Write out the whole listing exactly as it stands.

RECORDS PROVIDED ->

* begin *

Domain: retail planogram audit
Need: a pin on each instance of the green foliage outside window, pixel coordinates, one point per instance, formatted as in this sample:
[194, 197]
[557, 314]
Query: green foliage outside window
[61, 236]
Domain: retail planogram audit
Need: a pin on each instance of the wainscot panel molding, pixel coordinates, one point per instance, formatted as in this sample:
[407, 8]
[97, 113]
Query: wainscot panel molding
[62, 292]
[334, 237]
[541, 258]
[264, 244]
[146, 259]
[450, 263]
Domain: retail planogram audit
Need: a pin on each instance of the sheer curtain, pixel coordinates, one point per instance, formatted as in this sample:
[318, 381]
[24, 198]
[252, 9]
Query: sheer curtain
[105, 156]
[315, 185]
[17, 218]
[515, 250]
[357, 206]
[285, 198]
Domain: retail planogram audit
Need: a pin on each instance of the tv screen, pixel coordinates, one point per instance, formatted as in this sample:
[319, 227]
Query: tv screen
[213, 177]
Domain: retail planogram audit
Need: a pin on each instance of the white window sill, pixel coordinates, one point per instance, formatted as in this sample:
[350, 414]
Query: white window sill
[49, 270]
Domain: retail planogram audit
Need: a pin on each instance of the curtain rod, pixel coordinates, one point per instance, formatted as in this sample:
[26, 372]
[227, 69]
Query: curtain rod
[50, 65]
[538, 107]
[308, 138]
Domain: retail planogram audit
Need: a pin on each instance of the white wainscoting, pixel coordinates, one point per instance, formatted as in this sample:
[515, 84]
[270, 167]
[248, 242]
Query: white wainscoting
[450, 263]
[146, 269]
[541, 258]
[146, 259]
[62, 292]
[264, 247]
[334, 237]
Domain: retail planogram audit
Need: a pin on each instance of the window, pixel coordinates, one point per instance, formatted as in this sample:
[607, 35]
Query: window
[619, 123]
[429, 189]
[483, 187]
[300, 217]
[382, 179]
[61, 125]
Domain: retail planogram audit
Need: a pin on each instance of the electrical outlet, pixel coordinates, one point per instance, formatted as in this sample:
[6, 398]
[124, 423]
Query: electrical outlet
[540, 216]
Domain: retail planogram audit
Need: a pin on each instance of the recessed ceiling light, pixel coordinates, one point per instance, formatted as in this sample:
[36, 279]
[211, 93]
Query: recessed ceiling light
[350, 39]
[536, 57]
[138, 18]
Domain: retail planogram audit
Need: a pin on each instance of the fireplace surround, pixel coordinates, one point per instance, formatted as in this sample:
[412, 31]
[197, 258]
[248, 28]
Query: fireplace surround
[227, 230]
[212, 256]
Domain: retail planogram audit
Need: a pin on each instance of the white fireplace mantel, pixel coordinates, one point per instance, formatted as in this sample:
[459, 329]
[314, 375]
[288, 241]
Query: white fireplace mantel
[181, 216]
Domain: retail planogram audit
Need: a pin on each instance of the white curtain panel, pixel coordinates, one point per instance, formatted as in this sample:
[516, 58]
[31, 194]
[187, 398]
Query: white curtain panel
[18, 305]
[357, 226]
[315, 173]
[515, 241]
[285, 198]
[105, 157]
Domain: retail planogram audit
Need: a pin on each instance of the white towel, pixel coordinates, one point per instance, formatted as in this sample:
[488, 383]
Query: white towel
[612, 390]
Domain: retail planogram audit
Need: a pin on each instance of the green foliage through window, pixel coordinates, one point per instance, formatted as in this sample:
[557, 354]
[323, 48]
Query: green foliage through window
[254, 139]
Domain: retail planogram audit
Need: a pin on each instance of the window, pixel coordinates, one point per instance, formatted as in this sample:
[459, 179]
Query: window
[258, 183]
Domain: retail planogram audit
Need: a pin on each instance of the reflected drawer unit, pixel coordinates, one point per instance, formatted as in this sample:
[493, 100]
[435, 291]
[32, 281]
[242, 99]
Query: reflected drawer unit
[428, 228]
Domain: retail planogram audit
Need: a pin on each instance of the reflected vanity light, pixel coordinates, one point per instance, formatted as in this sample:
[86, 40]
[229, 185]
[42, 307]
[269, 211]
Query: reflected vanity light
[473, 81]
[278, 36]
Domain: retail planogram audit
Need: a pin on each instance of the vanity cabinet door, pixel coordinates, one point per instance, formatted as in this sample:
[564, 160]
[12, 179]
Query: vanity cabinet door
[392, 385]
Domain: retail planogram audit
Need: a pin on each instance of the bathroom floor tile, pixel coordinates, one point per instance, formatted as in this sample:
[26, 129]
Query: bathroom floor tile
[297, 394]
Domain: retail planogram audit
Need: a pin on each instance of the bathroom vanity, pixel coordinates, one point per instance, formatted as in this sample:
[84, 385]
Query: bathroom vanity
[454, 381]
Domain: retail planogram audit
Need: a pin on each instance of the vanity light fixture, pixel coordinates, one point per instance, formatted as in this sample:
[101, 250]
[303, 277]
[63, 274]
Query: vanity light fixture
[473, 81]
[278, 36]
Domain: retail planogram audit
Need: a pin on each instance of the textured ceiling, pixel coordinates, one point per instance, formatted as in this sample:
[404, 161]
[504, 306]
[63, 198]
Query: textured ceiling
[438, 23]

* end *

THE ANSWER ->
Domain: retail planogram audit
Need: a pin on each instance of the green foliage outside window, pixel coordinates, one point per instance, formatted as in this sample:
[194, 197]
[557, 314]
Query: green foliage outside window
[61, 236]
Domain: retail planogram audit
Need: a pin on each instance of the wainscot panel molding, pixel coordinates, one point per instance, formatted as in this sample:
[407, 8]
[97, 113]
Query: wainscot panel molding
[62, 292]
[334, 237]
[541, 258]
[264, 244]
[146, 259]
[450, 263]
Domain: retail planogram audit
Need: a pin on each instance of the sheer curtain, pixel coordinates, one point per instance, formatted as in this sample:
[318, 381]
[24, 198]
[252, 9]
Query: sheer curtain
[105, 156]
[315, 185]
[17, 218]
[515, 250]
[357, 206]
[285, 198]
Domain: retail planogram audit
Need: a pin on each instance of the tv screen, pixel coordinates, one point per instance, formatted as in this sample:
[319, 227]
Query: tv screen
[213, 177]
Domain: retail planogram audit
Need: a pin on each instance of the white window sill, pixel coordinates, one point per instance, formatted as in this sample:
[350, 414]
Query: white window sill
[49, 270]
Domain: retail planogram audit
Need: a pin on each instance of the curtain rod, pixel coordinates, one point per instance, formatted as in this sample:
[26, 372]
[227, 69]
Query: curtain rod
[50, 65]
[538, 107]
[308, 138]
Domain: retail planogram audit
Need: a pin on each instance of the white wainscoting, pixel coordinates, one point per instance, formatted as in this sample:
[515, 84]
[270, 167]
[248, 242]
Query: white wainscoting
[450, 263]
[146, 269]
[541, 258]
[146, 259]
[62, 292]
[264, 247]
[334, 237]
Domain: retail planogram audit
Need: a pin on each instance of the window, pixel coordinates, one point per instance, formatted as in this sample:
[607, 35]
Query: window
[619, 123]
[429, 189]
[483, 187]
[300, 217]
[382, 179]
[61, 125]
Domain: retail planogram audit
Need: a pin on each instance of the electrical outlet, pixel coordinates, one point per instance, formatted as in this sample:
[6, 398]
[124, 423]
Query: electrical outlet
[540, 216]
Domain: retail planogram audit
Need: a pin on each instance of the recessed ceiling light, pixel coordinates, one point per instance, formatted as in this sample:
[36, 279]
[211, 93]
Query: recessed ceiling light
[350, 39]
[536, 57]
[138, 18]
Domain: retail planogram audit
Need: a pin on each instance of the fireplace surround, pixel coordinates, one point per instance, formatted as in this sample:
[412, 31]
[197, 258]
[248, 28]
Query: fireplace surround
[227, 230]
[212, 256]
Domain: retail planogram audit
Need: a pin on each instance of the white fireplace mantel, pixel coordinates, one point per instance, formatted as in this sample:
[459, 329]
[314, 375]
[288, 241]
Query: white fireplace mantel
[181, 216]
Domain: retail planogram audit
Need: a pin on each instance of the white curtain panel, pixel coordinates, one point per instance, formatted as in this sample:
[516, 58]
[31, 194]
[187, 398]
Query: white curtain panel
[18, 305]
[357, 226]
[315, 173]
[515, 241]
[285, 198]
[105, 157]
Domain: retail planogram audit
Need: a pin on each instance of the white towel, pixel coordinates, one point per instance, formatted as in this sample:
[488, 383]
Query: white towel
[612, 390]
Domain: retail planogram audit
Need: a pin on each instance of the green foliage through window, pixel coordinates, one point per instance, formatted as in this sample:
[557, 354]
[323, 48]
Query: green foliage through window
[254, 139]
Domain: retail planogram audit
Need: a pin on each instance of the window, pixel coordinates, one point per instance, formatted as in this sample:
[459, 179]
Query: window
[258, 183]
Domain: retail planogram audit
Need: a pin on each instance of the reflected drawer unit, pixel coordinates, one point per instance, formatted as in this sample:
[493, 100]
[435, 291]
[32, 281]
[242, 99]
Query: reflected drawer unit
[428, 228]
Domain: retail planogram audit
Need: a pin on each instance of the reflected vanity light, pixel coordinates, one point per instance, formatted as in this sample:
[86, 40]
[229, 185]
[42, 307]
[269, 211]
Query: reflected vanity light
[473, 81]
[278, 36]
Domain: retail planogram audit
Need: a pin on each instance of the vanity cabinet door, pixel coordinates, one point per instance, formatted as in this sample:
[564, 160]
[12, 179]
Query: vanity cabinet door
[392, 385]
Domain: retail planogram audit
Need: a pin on each instance of the bathroom floor tile, pixel coordinates, one point per instance, formatted as in this sample:
[26, 129]
Query: bathroom floor tile
[297, 394]
Domain: retail planogram audit
Need: a pin on each instance of the bathroom vanity, pixel coordinates, one point per instance, formatted as in this sample:
[84, 385]
Query: bathroom vanity
[454, 381]
Domain: retail planogram audit
Need: a pin on each instance of the vanity light fixture, pixel coordinates, one point per instance, formatted as in this sample:
[101, 250]
[303, 277]
[63, 274]
Query: vanity light fixture
[473, 81]
[278, 36]
Domain: retail planogram audit
Need: a pin on each instance of the textured ceiling, pixel coordinates, one point per instance, formatted as in this sample:
[404, 161]
[504, 306]
[63, 198]
Query: textured ceiling
[438, 23]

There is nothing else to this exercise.